## Your assignment
Using the records that follow, copy every line containing the word "below".

## Information provided

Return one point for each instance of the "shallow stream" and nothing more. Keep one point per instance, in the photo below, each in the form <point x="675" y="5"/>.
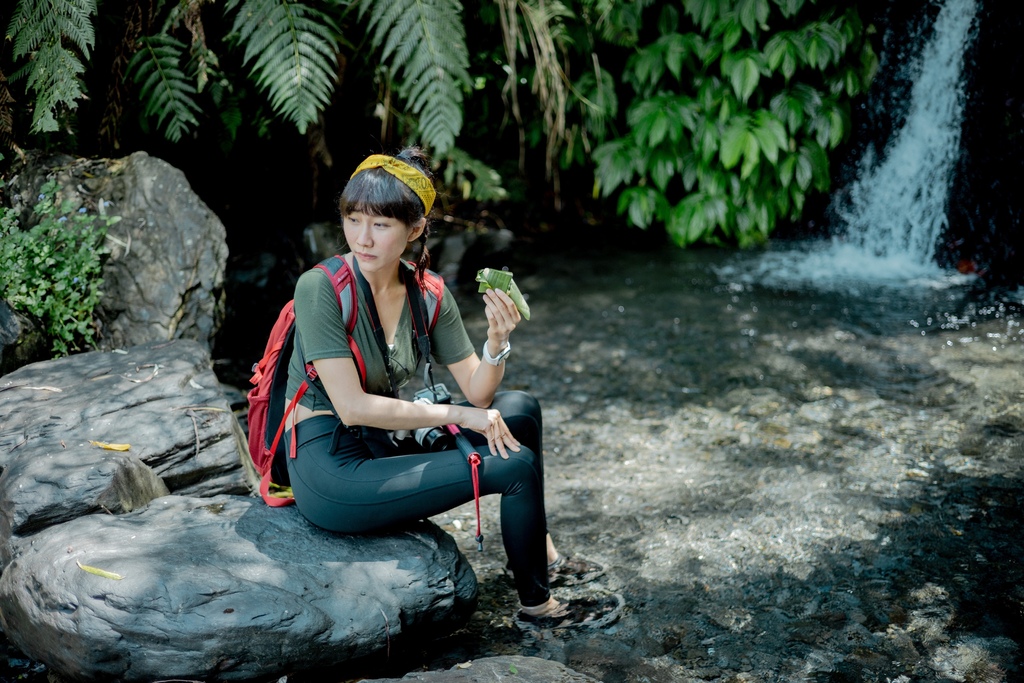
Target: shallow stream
<point x="785" y="483"/>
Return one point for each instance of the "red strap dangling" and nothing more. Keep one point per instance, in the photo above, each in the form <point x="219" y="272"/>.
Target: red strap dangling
<point x="474" y="464"/>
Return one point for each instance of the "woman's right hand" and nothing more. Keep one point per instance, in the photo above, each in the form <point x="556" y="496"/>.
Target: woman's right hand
<point x="489" y="423"/>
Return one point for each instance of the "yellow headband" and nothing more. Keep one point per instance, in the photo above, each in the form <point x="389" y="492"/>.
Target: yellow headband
<point x="416" y="180"/>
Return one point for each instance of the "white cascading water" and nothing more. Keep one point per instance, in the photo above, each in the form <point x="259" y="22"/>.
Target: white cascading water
<point x="896" y="210"/>
<point x="888" y="222"/>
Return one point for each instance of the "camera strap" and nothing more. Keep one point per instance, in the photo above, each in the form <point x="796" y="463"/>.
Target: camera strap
<point x="414" y="296"/>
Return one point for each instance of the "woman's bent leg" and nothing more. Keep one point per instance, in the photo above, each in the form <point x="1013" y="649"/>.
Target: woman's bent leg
<point x="338" y="485"/>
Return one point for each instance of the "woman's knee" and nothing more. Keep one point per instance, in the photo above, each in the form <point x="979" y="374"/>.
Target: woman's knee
<point x="521" y="470"/>
<point x="517" y="402"/>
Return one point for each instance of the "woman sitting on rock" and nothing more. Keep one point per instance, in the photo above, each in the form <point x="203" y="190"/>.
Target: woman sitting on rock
<point x="352" y="472"/>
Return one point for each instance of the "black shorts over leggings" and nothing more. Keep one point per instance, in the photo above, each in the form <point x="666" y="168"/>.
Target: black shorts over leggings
<point x="341" y="486"/>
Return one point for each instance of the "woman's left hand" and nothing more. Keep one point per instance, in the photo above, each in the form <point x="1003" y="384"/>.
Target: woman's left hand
<point x="503" y="316"/>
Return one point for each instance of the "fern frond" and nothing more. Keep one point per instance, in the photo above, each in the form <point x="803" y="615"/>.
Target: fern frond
<point x="165" y="89"/>
<point x="293" y="50"/>
<point x="35" y="24"/>
<point x="40" y="30"/>
<point x="424" y="43"/>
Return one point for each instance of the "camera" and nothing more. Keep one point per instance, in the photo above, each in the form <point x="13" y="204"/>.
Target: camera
<point x="433" y="438"/>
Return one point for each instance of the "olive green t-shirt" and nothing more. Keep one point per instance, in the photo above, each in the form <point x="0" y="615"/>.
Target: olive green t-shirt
<point x="320" y="328"/>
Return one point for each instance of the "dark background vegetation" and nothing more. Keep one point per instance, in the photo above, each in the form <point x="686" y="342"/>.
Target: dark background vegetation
<point x="267" y="181"/>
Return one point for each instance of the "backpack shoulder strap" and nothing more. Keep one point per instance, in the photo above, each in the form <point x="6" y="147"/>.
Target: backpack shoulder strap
<point x="432" y="287"/>
<point x="344" y="288"/>
<point x="344" y="285"/>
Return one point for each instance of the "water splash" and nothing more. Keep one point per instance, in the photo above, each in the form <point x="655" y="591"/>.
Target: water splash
<point x="889" y="221"/>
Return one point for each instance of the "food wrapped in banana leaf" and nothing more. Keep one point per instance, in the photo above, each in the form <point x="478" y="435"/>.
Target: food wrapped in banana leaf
<point x="502" y="280"/>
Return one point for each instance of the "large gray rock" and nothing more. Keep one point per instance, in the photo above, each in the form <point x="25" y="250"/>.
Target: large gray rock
<point x="163" y="399"/>
<point x="37" y="492"/>
<point x="493" y="670"/>
<point x="164" y="276"/>
<point x="224" y="589"/>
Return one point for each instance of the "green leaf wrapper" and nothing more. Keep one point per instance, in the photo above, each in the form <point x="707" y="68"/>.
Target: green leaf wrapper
<point x="502" y="280"/>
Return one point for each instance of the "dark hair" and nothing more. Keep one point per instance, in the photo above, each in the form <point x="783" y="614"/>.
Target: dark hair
<point x="377" y="193"/>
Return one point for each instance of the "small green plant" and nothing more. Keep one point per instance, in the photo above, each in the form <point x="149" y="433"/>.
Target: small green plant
<point x="53" y="269"/>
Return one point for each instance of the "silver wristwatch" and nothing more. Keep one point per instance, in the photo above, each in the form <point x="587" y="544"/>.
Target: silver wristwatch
<point x="500" y="358"/>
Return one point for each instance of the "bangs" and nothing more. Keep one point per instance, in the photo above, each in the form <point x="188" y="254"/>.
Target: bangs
<point x="377" y="193"/>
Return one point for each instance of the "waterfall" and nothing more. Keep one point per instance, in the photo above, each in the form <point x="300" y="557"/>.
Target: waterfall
<point x="895" y="213"/>
<point x="887" y="223"/>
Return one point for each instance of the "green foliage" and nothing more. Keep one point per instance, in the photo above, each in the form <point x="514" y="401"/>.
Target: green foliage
<point x="423" y="43"/>
<point x="472" y="177"/>
<point x="293" y="51"/>
<point x="731" y="122"/>
<point x="44" y="34"/>
<point x="165" y="89"/>
<point x="53" y="269"/>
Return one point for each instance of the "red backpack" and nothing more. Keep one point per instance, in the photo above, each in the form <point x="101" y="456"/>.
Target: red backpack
<point x="267" y="413"/>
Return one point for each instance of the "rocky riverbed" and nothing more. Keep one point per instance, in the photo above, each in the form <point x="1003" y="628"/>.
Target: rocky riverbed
<point x="784" y="485"/>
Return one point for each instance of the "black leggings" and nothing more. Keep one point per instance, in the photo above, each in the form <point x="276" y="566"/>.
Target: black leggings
<point x="341" y="486"/>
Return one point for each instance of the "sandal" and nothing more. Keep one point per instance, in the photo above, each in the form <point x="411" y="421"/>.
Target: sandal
<point x="586" y="612"/>
<point x="567" y="570"/>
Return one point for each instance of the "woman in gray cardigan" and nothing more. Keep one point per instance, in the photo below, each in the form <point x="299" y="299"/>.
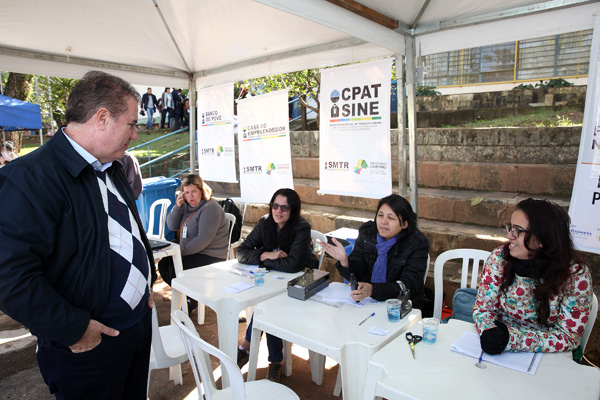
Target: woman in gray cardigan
<point x="204" y="230"/>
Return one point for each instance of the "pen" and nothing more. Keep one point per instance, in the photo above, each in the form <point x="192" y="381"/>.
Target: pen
<point x="531" y="363"/>
<point x="372" y="314"/>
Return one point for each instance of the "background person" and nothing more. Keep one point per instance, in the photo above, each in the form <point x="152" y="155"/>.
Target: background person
<point x="387" y="250"/>
<point x="535" y="294"/>
<point x="280" y="241"/>
<point x="72" y="269"/>
<point x="204" y="230"/>
<point x="149" y="104"/>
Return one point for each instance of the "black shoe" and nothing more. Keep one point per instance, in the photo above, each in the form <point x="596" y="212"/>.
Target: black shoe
<point x="274" y="372"/>
<point x="243" y="357"/>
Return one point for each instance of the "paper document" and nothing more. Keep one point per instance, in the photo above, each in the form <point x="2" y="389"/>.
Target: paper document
<point x="469" y="345"/>
<point x="237" y="287"/>
<point x="338" y="292"/>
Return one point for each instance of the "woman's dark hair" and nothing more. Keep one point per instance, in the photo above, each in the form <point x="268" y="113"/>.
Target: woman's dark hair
<point x="553" y="255"/>
<point x="403" y="210"/>
<point x="286" y="234"/>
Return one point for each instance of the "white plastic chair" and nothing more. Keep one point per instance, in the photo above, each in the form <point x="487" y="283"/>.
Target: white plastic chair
<point x="473" y="261"/>
<point x="164" y="204"/>
<point x="167" y="351"/>
<point x="199" y="351"/>
<point x="590" y="324"/>
<point x="316" y="235"/>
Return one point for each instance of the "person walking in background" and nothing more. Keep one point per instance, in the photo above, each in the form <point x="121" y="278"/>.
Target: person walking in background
<point x="167" y="108"/>
<point x="75" y="263"/>
<point x="149" y="104"/>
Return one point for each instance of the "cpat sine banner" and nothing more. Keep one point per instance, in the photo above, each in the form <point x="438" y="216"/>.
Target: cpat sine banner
<point x="216" y="155"/>
<point x="584" y="209"/>
<point x="354" y="142"/>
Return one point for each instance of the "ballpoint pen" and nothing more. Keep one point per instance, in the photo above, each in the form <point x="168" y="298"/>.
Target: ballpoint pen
<point x="372" y="314"/>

## Final answer
Return one point for each instance of the "shallow stream" and nothing more. Keep one point per instance, in the photo below, each in the form <point x="675" y="5"/>.
Return one point for each instance of the "woman in gray cardigan" and nothing more. Keep one point per instance, in the photo below, each in the form <point x="299" y="299"/>.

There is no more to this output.